Please go through the records below and return every line holding the word "leaf".
★ ★ ★
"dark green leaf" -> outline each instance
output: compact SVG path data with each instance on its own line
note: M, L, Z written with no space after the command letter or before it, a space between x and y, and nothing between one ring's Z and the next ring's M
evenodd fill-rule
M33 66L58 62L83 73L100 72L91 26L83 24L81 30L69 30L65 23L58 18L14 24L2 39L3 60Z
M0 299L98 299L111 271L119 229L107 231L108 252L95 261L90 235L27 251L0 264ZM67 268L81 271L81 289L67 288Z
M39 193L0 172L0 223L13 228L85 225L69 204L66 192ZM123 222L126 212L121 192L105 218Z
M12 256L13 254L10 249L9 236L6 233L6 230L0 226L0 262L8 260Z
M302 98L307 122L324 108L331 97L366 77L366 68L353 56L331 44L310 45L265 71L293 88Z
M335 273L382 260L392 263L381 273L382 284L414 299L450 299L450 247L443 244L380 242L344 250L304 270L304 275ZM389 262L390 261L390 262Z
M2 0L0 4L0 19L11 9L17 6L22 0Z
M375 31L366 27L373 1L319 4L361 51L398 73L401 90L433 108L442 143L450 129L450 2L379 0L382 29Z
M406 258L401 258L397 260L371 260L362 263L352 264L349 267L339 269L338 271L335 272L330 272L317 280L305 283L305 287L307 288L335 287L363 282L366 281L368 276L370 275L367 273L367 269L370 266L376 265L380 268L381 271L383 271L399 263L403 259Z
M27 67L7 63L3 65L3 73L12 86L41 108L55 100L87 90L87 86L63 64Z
★ ★ ★
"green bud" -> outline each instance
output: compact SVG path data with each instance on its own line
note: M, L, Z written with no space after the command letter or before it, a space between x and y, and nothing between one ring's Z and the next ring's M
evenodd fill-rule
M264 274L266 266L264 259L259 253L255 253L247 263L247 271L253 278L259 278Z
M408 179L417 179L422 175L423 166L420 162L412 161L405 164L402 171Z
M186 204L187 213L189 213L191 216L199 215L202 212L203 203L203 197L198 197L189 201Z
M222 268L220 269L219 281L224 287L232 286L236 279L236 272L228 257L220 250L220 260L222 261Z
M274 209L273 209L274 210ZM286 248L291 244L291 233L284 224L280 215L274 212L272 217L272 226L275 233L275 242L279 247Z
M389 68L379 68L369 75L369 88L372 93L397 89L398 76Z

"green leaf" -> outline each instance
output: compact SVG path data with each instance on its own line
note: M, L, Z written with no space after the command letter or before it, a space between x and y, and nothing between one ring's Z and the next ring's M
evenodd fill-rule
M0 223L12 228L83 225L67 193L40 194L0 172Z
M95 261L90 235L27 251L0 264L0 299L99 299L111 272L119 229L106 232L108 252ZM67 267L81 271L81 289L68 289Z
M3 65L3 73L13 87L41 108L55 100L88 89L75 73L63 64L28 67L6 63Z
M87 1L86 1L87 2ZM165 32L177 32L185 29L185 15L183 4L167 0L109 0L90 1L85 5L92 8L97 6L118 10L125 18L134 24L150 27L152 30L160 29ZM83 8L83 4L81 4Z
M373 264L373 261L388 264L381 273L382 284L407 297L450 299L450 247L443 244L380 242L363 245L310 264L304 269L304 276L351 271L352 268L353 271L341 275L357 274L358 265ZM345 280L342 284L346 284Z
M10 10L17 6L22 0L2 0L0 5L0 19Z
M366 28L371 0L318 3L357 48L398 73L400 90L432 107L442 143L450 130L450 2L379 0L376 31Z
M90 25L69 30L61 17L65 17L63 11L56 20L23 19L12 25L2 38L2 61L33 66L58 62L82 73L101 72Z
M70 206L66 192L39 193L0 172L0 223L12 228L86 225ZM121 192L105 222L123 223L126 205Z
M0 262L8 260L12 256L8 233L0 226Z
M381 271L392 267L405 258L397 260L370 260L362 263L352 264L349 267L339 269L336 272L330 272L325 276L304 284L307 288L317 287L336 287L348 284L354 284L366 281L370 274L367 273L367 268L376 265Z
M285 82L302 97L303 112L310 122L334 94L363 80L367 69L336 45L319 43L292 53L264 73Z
★ ★ ★
### Answer box
"dark green leaf" -> outline each instance
"green leaf" -> outline each instance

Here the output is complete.